+++ EXERCISE DATA +++

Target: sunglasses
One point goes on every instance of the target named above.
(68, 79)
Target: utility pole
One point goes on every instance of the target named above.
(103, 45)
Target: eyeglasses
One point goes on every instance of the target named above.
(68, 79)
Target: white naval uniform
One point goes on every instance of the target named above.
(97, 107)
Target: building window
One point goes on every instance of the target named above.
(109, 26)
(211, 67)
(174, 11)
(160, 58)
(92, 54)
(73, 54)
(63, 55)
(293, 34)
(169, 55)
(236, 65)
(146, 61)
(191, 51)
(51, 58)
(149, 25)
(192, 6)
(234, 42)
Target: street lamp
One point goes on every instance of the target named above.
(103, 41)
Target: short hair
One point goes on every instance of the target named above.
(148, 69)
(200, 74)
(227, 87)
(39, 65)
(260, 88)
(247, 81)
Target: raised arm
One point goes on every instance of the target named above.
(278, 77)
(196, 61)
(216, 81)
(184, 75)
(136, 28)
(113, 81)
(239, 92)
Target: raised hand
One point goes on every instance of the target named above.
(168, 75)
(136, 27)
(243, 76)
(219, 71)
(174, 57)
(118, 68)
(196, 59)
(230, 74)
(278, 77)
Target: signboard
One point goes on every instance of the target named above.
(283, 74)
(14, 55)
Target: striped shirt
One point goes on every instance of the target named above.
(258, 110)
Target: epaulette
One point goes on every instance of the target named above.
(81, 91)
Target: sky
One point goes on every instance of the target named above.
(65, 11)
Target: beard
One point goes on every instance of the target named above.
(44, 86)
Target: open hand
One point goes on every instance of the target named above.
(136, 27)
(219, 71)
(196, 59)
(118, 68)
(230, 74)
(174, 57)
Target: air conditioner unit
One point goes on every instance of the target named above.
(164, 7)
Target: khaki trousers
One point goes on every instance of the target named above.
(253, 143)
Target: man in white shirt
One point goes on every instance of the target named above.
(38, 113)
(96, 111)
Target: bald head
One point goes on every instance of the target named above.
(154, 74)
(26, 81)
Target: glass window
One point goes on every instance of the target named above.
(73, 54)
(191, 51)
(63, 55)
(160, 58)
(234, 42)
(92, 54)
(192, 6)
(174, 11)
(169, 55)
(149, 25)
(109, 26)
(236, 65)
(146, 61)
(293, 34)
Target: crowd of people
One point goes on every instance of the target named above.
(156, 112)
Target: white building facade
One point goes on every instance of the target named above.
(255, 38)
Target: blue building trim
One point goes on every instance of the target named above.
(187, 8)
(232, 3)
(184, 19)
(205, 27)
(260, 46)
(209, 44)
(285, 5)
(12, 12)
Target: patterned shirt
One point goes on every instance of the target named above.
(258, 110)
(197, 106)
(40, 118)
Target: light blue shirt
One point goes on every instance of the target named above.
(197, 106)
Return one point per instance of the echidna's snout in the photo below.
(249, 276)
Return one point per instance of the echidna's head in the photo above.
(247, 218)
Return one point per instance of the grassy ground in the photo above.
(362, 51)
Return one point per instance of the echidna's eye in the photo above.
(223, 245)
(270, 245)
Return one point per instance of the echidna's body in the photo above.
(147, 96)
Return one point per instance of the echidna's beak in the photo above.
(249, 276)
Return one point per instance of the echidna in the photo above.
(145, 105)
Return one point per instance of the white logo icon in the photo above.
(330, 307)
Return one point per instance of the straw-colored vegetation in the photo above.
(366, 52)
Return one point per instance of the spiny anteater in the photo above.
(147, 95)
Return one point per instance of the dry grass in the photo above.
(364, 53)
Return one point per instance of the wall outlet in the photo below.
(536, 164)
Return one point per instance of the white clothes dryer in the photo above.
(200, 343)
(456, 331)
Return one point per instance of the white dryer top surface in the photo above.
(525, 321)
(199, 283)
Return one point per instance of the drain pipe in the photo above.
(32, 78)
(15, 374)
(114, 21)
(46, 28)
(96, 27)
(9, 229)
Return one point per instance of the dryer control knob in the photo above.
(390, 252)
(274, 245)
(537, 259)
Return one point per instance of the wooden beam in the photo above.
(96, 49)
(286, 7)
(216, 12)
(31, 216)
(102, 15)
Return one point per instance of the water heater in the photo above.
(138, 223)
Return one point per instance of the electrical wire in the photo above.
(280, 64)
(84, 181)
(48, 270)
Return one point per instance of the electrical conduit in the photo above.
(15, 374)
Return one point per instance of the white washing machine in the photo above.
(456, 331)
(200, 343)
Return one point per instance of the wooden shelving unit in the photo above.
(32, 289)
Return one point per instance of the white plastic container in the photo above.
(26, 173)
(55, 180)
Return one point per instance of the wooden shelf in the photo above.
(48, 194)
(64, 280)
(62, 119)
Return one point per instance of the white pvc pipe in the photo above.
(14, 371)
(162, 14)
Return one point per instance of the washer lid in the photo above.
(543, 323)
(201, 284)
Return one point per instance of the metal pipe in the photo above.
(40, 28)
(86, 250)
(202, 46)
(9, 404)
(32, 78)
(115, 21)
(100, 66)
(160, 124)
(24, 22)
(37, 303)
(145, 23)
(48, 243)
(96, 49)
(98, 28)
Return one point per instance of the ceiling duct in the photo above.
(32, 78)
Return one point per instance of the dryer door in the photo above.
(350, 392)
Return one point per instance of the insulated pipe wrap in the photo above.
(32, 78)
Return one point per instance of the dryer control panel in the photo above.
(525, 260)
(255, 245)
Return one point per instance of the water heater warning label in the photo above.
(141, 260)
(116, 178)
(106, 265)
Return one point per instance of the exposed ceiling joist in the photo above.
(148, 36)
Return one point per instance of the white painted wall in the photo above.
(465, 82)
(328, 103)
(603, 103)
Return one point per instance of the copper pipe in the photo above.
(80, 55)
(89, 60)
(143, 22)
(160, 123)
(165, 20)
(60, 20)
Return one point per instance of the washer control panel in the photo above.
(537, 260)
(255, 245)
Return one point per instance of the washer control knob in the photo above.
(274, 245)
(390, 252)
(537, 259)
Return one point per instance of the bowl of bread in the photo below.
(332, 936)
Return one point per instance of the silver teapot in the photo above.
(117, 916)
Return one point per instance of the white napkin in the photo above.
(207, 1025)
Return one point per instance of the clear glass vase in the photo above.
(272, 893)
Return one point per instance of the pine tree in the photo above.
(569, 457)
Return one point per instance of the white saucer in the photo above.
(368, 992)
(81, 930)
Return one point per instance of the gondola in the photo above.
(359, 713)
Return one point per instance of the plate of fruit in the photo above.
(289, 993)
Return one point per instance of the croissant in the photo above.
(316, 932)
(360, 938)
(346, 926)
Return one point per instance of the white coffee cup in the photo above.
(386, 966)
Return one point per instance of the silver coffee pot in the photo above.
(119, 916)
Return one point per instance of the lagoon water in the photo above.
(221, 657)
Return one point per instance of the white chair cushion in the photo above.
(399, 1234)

+++

SET EXERCISE
Print every line of the records exactly. Omit nothing.

RESULT OF THE EXERCISE
Target: sunglasses
One point goes on every instance of the target named above.
(68, 79)
Target: utility pole
One point goes on every instance of the target named above.
(103, 45)
Target: eyeglasses
One point goes on every instance of the target named above.
(68, 79)
Target: white naval uniform
One point goes on every instance of the target named above.
(97, 107)
Target: building window
One point goes on every instance of the target named above.
(109, 26)
(211, 67)
(174, 11)
(160, 58)
(92, 54)
(73, 54)
(63, 55)
(293, 34)
(169, 55)
(236, 65)
(146, 61)
(191, 51)
(51, 58)
(149, 25)
(192, 6)
(234, 42)
Target: street lamp
One point goes on every instance of the target named above.
(103, 41)
Target: short hair
One point goes on every instance of the target named above.
(148, 69)
(200, 74)
(227, 87)
(39, 65)
(260, 88)
(247, 81)
Target: raised arm
One point goes on every instance of the target named above.
(278, 77)
(196, 61)
(216, 81)
(184, 75)
(136, 28)
(113, 81)
(239, 92)
Target: raised hand
One point goes on every instance of the target named above.
(168, 75)
(136, 27)
(243, 76)
(219, 71)
(174, 57)
(118, 68)
(196, 59)
(230, 74)
(278, 77)
Target: signboard
One point goes on every instance of the target named above.
(283, 74)
(14, 55)
Target: striped shirt
One point goes on every instance of the target named above.
(258, 110)
Target: epaulette
One point goes on every instance of the target named above.
(81, 91)
Target: sky
One point goes on every instance of the target named above.
(65, 11)
Target: beard
One point goes on every instance of the target named above.
(44, 86)
Target: open hand
One point goes on every instance of the target named above.
(136, 27)
(219, 71)
(196, 59)
(118, 68)
(230, 74)
(174, 57)
Target: air conditioner unit
One point goes on every instance of the target named above.
(164, 7)
Target: khaki trousers
One point goes on every instance of the target named above.
(253, 143)
Target: man in white shirt
One point goes on every instance of the target named above.
(38, 113)
(96, 111)
Target: bald head
One point goes on every instance of the target named above.
(154, 74)
(26, 81)
Target: glass window
One point goes on every instance of the target named above.
(73, 54)
(191, 51)
(63, 55)
(160, 58)
(234, 42)
(92, 54)
(192, 6)
(174, 11)
(169, 55)
(149, 25)
(109, 26)
(236, 65)
(146, 61)
(293, 34)
Target: crowd of people
One point goes on every instance of the target named above.
(156, 112)
Target: white building facade
One point goes on every instance of the target named above.
(255, 38)
Target: blue building trim
One point goes on every instance of the target named above.
(187, 8)
(232, 3)
(184, 19)
(205, 27)
(260, 46)
(209, 44)
(285, 5)
(12, 12)
Target: patterned shirt
One point goes on every instance of the target named above.
(258, 110)
(197, 106)
(40, 118)
Target: light blue shirt
One point goes on every instance of the target named above.
(197, 106)
Return one point per instance of the echidna's snout in the photo below.
(249, 276)
Return one point per instance of the echidna's head in the photo above.
(247, 218)
Return one point per instance of the grassy ground in the photo above.
(362, 51)
Return one point per instance of the echidna's eye in the photo above.
(223, 245)
(270, 245)
Return one point per instance of the echidna's body in the photo above.
(147, 96)
Return one point per instance of the echidna's beak in the photo above.
(249, 276)
Return one point per instance of the echidna in the photo above.
(145, 105)
Return one point per instance of the white logo icon in the photo above.
(330, 307)
Return one point per instance of the straw-colored vegetation in the photo above.
(366, 52)
Return one point per instance of the spiny anteater in the photo above.
(147, 95)
Return one point per instance of the dry grass in the photo above.
(364, 53)
Return one point per instance of the wall outlet in the photo below.
(536, 164)
Return one point per instance of the white clothes dryer in the photo above.
(200, 343)
(456, 331)
Return one point per instance of the white dryer top surface in the photo above.
(525, 321)
(199, 283)
Return one point per instance of the drain pipe in the photo above.
(32, 78)
(15, 374)
(114, 21)
(46, 28)
(96, 27)
(9, 229)
Return one point per instance of the dryer control knob in the photo above.
(390, 252)
(274, 245)
(537, 259)
Return one point per instance of the wooden beam in the photo above.
(96, 49)
(286, 7)
(216, 12)
(31, 216)
(102, 15)
Return one point per instance of the water heater in the photo above.
(138, 223)
Return one point per instance of the electrical wire in the photo above.
(280, 64)
(84, 181)
(48, 270)
Return one point per instance of the electrical conduit in the photo above.
(15, 374)
Return one point per instance of the white washing machine in the photo above.
(456, 331)
(200, 343)
Return one point per instance of the wooden shelving unit in the photo above.
(32, 289)
Return one point per instance of the white plastic container in the photo above.
(26, 173)
(55, 180)
Return one point per instance of the wooden shelf in the photo above.
(48, 194)
(64, 280)
(62, 119)
Return one point per instance of the white pvc pipe in the photo above.
(14, 371)
(162, 14)
Return one point per instance of the washer lid in the photo above.
(543, 323)
(201, 284)
Return one point per instance of the metal pipe in the photo above.
(40, 28)
(86, 250)
(202, 46)
(9, 404)
(32, 78)
(115, 21)
(100, 66)
(160, 124)
(24, 22)
(37, 303)
(145, 23)
(48, 243)
(96, 49)
(98, 28)
Return one point per instance of the ceiling duct in the photo above.
(32, 78)
Return one point per instance of the dryer door in the photo above.
(350, 392)
Return one point per instance of the insulated pipe wrap in the photo above.
(32, 78)
Return one point per instance of the dryer control panel in the photo above.
(525, 260)
(255, 245)
Return one point per instance of the water heater warning label in the photo above.
(141, 260)
(116, 178)
(106, 265)
Return one point per instance of the exposed ceiling joist in the photo above.
(148, 36)
Return one point per instance of the white painted wall in the photo above.
(465, 82)
(328, 103)
(603, 103)
Return one point per instance of the copper pipe in the photo above.
(80, 55)
(89, 60)
(143, 22)
(160, 123)
(165, 20)
(60, 20)
Return one point per instance of the washer control panel in the photo above.
(537, 260)
(255, 245)
Return one point per instance of the washer control knob in the photo above.
(274, 245)
(390, 252)
(537, 259)
Return one point per instance of the bowl of bread in the photo below.
(332, 936)
Return one point per instance of the silver teapot in the photo above.
(117, 916)
Return one point per instance of the white napkin in the photo above.
(207, 1025)
Return one point per instance of the clear glass vase in the photo above.
(272, 893)
Return one point per instance of the pine tree in the photo above.
(569, 457)
Return one point per instance of the white saucer in the photo above.
(368, 992)
(81, 930)
Return one point per instance of the gondola in the photo above.
(359, 713)
Return one point per instance of the plate of fruit in the photo above.
(289, 993)
Return one point per instance of the croissant in the photo above.
(316, 932)
(360, 938)
(346, 926)
Return one point per instance of the white coffee cup in the photo above.
(386, 966)
Return one point per instance of the silver coffee pot in the photo above.
(119, 916)
Return one point per instance of the lagoon water in the photo above.
(221, 657)
Return one point per instance of the white chair cushion in the photo above.
(399, 1234)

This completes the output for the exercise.